Exercise description
Copy every line of the material below word for word, with nothing left out or changed.

[Point annotation data records]
────

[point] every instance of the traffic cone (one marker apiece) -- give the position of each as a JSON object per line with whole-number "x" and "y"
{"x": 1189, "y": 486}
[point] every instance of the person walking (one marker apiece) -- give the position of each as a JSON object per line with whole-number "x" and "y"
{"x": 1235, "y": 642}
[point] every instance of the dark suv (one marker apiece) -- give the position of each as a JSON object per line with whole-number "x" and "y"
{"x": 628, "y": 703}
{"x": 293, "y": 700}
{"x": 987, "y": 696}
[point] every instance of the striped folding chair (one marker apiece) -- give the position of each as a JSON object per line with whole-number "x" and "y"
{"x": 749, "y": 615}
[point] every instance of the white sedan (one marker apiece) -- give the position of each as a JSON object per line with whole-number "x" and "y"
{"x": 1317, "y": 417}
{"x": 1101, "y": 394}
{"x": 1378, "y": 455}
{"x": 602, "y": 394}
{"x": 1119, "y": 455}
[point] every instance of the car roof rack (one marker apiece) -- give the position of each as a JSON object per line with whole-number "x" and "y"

────

Output for this exercise
[point] every instance of the traffic cone (one marker apiece) -- give the position of each as a JSON object per line with whole-number "x" and "y"
{"x": 1189, "y": 486}
[point] every instance of the person walking (one marker apiece) -- give the position of each as a JSON object per line with whole-number "x" and "y"
{"x": 1235, "y": 642}
[point] every instance of the dark suv (one marker apiece) -- give the position of each as a JSON object per line with whole-number "x" and "y"
{"x": 628, "y": 703}
{"x": 293, "y": 700}
{"x": 987, "y": 696}
[point] every instance of the striped folding chair (one marker apiece) -- give the position of each as a JSON object per line with whole-number "x" and "y"
{"x": 749, "y": 615}
[point] every instance of the white sedan (one marker apiece) -- give the position of each as a JSON object per line with whole-number "x" and "y"
{"x": 1317, "y": 417}
{"x": 1101, "y": 394}
{"x": 1378, "y": 455}
{"x": 602, "y": 394}
{"x": 1119, "y": 455}
[point] every instance of the car roof rack (one marker apiece) -- give the position of each as a JSON object per line with whole-number "x" and "y"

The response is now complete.